Task details
From the RAID10 patch below, write out the passage that begins with the words containing "This makes the" and ends with "(bi -> bio).".

Make raid10_read_request() return a status to its callers, consolidate
the read error paths, and free r10_bio from a single location in the
callers. Since the callers allocate r10_bio, they should also be
responsible for freeing it when the request fails.

This makes the read path follow the same ownership model as the write
path and simplifies the error handling flow.

Signed-off-by: Abd-Alrhman Masalkhi <abd.masalkhi@gmail.com>
---
Changes in v2:
 - Fix a compilation error (bi -> bio).
 - Link to v1: https://lore.kernel.org/linux-raid/20260623072456.333437-8-abd.masalkhi@gmail.com/
---
 drivers/md/raid10.c | 45 +++++++++++++++++++++++++--------------------
 1 file changed, 25 insertions(+), 20 deletions(-)

diff --git a/drivers/md/raid10.c b/drivers/md/raid10.c
index d94c1f28a6f6..01162c483644 100644
--- a/drivers/md/raid10.c
+++ b/drivers/md/raid10.c
@@ -1143,7 +1143,7 @@ static bool regular_request_wait(struct mddev *mddev, struct r10conf *conf,
 	return true;
 }
 
-static void raid10_read_request(struct mddev *mddev, struct bio *bio,
+static bool raid10_read_request(struct mddev *mddev, struct bio *bio,
 				struct r10bio *r10_bio)
 {
 	struct r10conf *conf = mddev->private;
@@ -1191,8 +1191,7 @@ static void raid10_read_request(struct mddev *mddev, struct bio *bio,
 
 	if (!regular_request_wait(mddev, conf, bio, r10_bio->sectors)) {
 		bio_wouldblock_error(bio);
-		free_r10bio(r10_bio);
-		return;
+		return false;
 	}
 
 	rdev = read_balance(conf, r10_bio, &max_sectors);
@@ -1202,8 +1201,8 @@ static void raid10_read_request(struct mddev *mddev, struct bio *bio,
 					    mdname(mddev), b,
 					    (unsigned long long)r10_bio->sector);
 		}
-		raid_end_bio_io(r10_bio);
-		return;
+		bio_io_error(bio);
+		goto err_allow_barrier;
 	}
 	if (err_rdev)
 		pr_err_ratelimited("md/raid10:%s: %pg: redirecting sector %llu to another mirror\n",
@@ -1215,10 +1214,8 @@ static void raid10_read_request(struct mddev *mddev, struct bio *bio,
 		bio = bio_submit_split_bioset(bio, max_sectors,
 					      &conf->bio_split);
 		wait_barrier(conf, false);
-		if (!bio) {
-			set_bit(R10BIO_Returned, &r10_bio->state);
-			goto err_handle;
-		}
+		if (!bio)

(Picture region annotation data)
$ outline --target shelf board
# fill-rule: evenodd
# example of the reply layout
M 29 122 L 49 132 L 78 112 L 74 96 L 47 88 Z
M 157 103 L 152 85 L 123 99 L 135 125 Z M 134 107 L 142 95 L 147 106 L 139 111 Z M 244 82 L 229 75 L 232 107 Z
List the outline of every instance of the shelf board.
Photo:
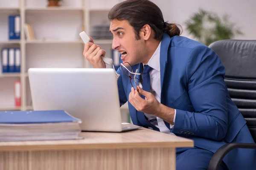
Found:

Solution for this problem
This makes the read path follow the same ownership model as the write
path and simplifies the error handling flow.

Signed-off-by: Abd-Alrhman Masalkhi <abd.masalkhi@gmail.com>
---
Changes in v2:
 - Fix a compilation error (bi -> bio).